■ Selección
━━━

De estos tendederos que se suceden en cada página —casi todas ilustradas por Pepe Benavent—, la mujer de enfrente cuelga su ropa o sus sábanas; es decir, Carmen Camacho nos tiende un poema. Unos cuantos de estos alcanzan alturas que se pierden por los últimos pisos. Así en Fiat Umbra: «Igual que el aimara pone / el futuro atrás, pues no se ve, / y el pasado por delante y lo divisa, / así surgías de la sombra hecha materia, / tú, que te criaste cenital, como sin cerco, / inmaculada de narices. (…) / Naciste del envés, en un osario, / la ausencia de ti misma te procrea, / carnal y curva, tan hermosa, venida de la muerte».

━━━

■ Qué se espera
Según la selección, ¿quién ilustra casi todas las páginas? Los datos no desempeñan ningún papel aquí.

[Entradas de datos extraídas]
━━━

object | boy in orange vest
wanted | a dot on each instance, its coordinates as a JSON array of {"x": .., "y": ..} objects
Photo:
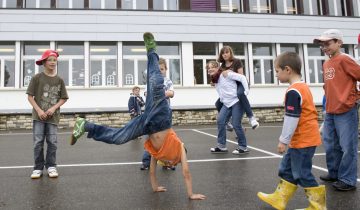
[
  {"x": 301, "y": 134},
  {"x": 163, "y": 144}
]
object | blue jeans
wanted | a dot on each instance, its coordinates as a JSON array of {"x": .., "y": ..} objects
[
  {"x": 236, "y": 112},
  {"x": 341, "y": 145},
  {"x": 295, "y": 167},
  {"x": 42, "y": 131},
  {"x": 243, "y": 100},
  {"x": 156, "y": 117}
]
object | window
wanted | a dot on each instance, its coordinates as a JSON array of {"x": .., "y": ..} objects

━━━

■ Respuesta del ejercicio
Pepe Benavent.